# Given entries start

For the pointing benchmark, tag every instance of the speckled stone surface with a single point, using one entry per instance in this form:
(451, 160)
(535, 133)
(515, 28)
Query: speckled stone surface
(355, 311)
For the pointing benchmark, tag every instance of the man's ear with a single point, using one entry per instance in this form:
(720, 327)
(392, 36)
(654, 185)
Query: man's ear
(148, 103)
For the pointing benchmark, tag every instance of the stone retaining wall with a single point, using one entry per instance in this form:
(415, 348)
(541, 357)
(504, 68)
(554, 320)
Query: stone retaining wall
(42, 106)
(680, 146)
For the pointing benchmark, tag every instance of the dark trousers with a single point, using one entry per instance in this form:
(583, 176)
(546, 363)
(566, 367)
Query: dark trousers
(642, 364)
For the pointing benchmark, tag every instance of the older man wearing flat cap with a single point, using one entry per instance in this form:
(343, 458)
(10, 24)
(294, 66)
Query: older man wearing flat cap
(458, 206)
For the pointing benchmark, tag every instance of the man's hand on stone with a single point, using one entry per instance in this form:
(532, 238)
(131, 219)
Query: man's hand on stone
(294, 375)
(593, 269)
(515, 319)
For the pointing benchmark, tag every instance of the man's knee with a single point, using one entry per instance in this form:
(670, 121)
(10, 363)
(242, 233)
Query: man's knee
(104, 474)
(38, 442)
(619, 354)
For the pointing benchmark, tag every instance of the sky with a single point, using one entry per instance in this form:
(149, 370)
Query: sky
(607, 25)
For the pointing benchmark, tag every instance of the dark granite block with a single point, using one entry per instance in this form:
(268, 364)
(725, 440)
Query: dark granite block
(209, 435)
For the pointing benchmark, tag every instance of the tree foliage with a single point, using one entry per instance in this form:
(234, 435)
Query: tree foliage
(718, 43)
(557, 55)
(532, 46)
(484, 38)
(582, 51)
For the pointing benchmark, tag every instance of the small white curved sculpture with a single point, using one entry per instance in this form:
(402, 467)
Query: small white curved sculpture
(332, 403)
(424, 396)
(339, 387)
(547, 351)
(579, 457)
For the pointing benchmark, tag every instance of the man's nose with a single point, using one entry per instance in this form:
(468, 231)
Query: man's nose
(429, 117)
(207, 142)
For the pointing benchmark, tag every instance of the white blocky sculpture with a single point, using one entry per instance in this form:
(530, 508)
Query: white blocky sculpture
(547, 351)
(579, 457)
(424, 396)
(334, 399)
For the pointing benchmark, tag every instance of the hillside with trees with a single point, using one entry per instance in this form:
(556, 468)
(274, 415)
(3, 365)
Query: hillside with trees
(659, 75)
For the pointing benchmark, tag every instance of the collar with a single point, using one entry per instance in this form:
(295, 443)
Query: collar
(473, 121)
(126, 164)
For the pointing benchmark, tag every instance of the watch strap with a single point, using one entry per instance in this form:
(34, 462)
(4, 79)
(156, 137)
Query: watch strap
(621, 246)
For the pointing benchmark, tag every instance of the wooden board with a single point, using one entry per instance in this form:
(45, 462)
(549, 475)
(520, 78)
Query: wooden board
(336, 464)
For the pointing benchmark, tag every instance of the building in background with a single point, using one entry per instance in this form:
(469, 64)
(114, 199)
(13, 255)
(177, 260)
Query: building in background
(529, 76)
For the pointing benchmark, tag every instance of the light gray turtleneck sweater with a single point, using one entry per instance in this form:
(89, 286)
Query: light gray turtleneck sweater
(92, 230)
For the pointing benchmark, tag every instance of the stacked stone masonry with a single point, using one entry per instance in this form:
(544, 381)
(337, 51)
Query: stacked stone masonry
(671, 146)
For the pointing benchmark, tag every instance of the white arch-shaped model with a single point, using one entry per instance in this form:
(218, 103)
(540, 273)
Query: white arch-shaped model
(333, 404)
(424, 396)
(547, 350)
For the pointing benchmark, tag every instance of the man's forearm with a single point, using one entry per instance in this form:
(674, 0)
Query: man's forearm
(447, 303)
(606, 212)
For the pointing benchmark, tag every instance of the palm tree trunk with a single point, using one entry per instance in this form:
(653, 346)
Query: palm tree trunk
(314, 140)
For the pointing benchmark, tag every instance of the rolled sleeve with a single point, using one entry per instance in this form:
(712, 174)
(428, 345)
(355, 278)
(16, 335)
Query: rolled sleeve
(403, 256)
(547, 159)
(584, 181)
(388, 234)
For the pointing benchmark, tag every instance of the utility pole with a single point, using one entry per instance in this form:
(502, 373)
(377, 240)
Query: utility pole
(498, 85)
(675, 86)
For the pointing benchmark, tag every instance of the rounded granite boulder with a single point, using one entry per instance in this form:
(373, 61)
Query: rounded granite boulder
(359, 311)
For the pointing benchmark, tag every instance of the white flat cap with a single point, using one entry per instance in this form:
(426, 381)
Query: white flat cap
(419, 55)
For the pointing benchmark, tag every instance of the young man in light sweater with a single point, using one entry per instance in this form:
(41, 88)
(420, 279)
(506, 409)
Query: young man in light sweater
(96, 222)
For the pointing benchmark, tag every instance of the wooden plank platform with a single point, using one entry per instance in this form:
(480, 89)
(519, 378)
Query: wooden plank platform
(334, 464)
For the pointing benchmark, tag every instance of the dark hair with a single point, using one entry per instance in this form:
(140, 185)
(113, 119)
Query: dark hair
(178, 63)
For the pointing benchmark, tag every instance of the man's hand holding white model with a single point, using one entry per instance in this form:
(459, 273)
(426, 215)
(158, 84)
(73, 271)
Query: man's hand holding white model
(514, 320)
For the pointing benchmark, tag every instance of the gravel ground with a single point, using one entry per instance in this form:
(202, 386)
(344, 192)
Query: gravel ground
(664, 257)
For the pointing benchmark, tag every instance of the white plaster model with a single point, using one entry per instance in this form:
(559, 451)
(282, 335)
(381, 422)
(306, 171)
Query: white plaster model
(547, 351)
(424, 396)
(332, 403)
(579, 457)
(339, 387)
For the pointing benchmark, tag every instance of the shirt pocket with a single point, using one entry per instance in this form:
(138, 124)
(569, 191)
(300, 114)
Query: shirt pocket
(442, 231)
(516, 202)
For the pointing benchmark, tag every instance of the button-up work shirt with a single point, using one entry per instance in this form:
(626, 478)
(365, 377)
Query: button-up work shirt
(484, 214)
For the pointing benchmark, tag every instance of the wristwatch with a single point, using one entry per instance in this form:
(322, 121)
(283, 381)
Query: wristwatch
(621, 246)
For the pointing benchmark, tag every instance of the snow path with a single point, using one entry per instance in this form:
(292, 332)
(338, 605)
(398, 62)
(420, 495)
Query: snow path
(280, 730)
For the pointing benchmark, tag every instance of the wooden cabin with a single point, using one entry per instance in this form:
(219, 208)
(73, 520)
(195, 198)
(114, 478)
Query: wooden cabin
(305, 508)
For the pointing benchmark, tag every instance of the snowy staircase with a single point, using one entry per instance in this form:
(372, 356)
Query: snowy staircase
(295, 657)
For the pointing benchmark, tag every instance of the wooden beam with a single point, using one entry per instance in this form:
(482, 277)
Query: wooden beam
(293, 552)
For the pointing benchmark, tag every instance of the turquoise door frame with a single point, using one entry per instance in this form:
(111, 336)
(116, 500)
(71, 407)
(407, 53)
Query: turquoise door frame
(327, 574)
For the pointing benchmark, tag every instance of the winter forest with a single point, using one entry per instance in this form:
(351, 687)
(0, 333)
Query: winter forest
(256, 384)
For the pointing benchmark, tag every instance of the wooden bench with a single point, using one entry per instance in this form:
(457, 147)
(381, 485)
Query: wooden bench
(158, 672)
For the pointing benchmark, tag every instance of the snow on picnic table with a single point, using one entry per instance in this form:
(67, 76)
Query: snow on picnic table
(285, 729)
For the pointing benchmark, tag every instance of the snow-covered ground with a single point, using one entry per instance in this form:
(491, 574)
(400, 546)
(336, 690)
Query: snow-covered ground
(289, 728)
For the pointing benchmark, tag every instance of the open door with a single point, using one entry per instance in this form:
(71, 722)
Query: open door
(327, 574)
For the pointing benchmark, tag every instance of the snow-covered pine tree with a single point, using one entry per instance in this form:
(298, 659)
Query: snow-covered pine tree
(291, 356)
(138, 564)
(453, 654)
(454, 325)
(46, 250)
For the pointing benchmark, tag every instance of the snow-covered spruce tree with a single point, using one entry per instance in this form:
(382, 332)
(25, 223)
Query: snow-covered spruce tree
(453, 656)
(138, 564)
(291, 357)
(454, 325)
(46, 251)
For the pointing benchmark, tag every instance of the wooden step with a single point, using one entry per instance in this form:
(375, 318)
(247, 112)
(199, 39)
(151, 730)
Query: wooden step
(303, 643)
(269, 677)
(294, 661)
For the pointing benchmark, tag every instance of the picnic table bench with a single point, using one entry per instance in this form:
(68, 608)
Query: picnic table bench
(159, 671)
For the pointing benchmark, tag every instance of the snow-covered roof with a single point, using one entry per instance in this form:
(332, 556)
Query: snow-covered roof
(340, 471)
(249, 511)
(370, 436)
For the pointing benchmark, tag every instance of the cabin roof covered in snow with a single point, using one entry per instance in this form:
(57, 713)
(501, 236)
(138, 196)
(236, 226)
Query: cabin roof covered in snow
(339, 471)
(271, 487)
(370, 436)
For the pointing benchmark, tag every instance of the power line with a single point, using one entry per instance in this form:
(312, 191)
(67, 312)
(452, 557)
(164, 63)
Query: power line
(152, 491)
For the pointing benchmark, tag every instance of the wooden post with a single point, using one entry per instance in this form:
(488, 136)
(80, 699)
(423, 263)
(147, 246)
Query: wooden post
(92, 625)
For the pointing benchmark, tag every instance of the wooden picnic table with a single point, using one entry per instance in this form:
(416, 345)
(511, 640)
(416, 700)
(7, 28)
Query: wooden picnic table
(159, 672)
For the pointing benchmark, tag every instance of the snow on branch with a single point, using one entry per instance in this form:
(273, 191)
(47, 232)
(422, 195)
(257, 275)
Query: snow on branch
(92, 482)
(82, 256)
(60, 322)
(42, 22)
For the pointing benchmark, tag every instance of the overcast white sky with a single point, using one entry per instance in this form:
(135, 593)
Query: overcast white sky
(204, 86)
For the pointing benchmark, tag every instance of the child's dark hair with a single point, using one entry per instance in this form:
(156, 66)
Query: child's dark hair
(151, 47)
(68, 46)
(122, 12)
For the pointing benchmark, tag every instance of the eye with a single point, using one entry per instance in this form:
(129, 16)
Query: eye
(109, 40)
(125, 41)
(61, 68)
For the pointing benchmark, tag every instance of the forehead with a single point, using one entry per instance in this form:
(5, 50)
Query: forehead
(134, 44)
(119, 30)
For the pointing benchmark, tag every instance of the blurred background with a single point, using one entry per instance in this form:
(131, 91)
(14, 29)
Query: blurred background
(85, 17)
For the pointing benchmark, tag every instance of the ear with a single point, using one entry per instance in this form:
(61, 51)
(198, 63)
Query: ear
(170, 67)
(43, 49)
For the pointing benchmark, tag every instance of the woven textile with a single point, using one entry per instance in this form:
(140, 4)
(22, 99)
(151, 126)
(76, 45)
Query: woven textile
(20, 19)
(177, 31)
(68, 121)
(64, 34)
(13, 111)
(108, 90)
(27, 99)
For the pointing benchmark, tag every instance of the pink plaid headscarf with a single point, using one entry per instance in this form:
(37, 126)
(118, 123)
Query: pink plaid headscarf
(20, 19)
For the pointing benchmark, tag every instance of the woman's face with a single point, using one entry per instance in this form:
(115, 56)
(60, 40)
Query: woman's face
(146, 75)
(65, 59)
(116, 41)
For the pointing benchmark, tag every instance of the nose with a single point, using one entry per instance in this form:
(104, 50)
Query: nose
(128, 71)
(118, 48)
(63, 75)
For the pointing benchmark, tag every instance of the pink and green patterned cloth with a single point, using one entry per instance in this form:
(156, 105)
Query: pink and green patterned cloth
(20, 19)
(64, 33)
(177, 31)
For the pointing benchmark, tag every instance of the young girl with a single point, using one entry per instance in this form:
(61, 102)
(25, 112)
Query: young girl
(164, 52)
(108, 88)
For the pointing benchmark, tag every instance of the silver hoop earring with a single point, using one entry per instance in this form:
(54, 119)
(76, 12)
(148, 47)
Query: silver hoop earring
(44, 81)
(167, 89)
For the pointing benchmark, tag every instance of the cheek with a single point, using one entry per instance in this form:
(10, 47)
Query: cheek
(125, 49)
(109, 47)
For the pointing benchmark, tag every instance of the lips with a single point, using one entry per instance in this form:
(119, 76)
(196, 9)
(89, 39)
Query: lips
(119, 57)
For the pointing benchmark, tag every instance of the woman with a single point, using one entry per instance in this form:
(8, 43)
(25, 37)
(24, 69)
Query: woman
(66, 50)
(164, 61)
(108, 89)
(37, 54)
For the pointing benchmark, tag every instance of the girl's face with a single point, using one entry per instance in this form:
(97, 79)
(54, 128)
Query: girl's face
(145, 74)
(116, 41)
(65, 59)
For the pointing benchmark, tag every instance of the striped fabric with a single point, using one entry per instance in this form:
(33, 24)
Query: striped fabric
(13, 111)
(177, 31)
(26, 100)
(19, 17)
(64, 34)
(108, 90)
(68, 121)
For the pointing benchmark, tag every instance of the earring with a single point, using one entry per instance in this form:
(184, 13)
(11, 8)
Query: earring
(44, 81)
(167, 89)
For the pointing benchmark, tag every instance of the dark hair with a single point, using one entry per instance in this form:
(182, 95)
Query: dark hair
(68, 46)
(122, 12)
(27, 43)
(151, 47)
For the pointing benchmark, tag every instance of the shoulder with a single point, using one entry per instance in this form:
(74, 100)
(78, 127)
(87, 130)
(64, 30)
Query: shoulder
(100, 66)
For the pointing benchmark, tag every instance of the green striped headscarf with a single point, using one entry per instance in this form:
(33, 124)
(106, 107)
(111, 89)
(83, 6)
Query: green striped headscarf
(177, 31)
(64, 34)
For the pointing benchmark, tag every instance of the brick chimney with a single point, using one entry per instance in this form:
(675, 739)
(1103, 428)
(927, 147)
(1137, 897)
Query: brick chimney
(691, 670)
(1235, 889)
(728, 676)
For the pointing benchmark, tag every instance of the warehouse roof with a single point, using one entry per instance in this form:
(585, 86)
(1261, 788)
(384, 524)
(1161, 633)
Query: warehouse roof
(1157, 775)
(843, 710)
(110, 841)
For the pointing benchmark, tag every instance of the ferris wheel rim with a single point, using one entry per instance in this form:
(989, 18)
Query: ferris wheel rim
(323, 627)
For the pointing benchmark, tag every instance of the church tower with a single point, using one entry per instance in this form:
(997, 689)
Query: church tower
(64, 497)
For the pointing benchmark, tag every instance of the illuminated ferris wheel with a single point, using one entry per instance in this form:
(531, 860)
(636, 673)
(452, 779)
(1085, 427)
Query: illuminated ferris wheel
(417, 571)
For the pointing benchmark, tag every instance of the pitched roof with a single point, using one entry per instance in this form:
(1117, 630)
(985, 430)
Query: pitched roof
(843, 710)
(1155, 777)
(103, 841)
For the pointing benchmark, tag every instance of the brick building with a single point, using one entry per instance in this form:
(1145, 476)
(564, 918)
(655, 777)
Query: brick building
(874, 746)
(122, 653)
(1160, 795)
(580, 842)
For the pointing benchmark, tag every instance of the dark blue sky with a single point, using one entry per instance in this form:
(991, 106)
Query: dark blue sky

# Given entries end

Goal of the exercise: Starting with the line that contains "For the pointing benchmark, tag every instance of the shoulder", return each line through the last one of the data above, exactly as written and nothing more.

Task output:
For the pointing benchmark, tag every instance of the shoulder with a single point, using one entry per instance in this form:
(74, 100)
(78, 127)
(87, 130)
(64, 30)
Query: shoulder
(100, 66)
For the pointing benchmark, tag every instance of the green striped headscarf with a single point, using one entry per instance in this form:
(33, 124)
(106, 107)
(111, 89)
(83, 6)
Query: green striped headscarf
(177, 31)
(64, 34)
For the pointing benchmark, tag every instance of the brick chimney with a single point, using one entry per instance in this form:
(675, 739)
(1103, 428)
(927, 147)
(1137, 897)
Query: brick chimney
(691, 670)
(1235, 889)
(728, 676)
For the pointing benchmark, tag every instance of the warehouse roof with a single point, using one entry per instance in this form:
(585, 86)
(1261, 788)
(384, 524)
(1161, 633)
Query: warehouse roof
(1157, 775)
(843, 710)
(110, 841)
For the pointing benchmark, tag every instance of the ferris wheel rim with a single point, using one entry per instance in this form:
(989, 18)
Query: ferris wheel rim
(323, 627)
For the pointing benchmark, tag every instance of the church tower with a single point, using one entry per instance in this form:
(997, 689)
Query: church tower
(64, 497)
For the pointing benchmark, tag every instance of the illuminated ferris wheel with a single point, using one entry per instance in this form:
(531, 860)
(636, 673)
(452, 779)
(1085, 427)
Query: illuminated ferris wheel
(417, 571)
For the pointing benchmark, tag every instance of the pitched roof with a single point, using one entry per instance in this form:
(1117, 630)
(985, 430)
Query: pitched roof
(843, 710)
(1155, 777)
(103, 841)
For the pointing benchmark, tag every instance of the brick building with a single point, using one entry per instance in this form:
(1145, 476)
(564, 918)
(655, 777)
Query: brick building
(874, 746)
(122, 653)
(1160, 795)
(580, 842)
For the pointing benchmark, tag every instance of the dark blue sky with a single point, using one entry per instance in this form:
(991, 106)
Query: dark blue sky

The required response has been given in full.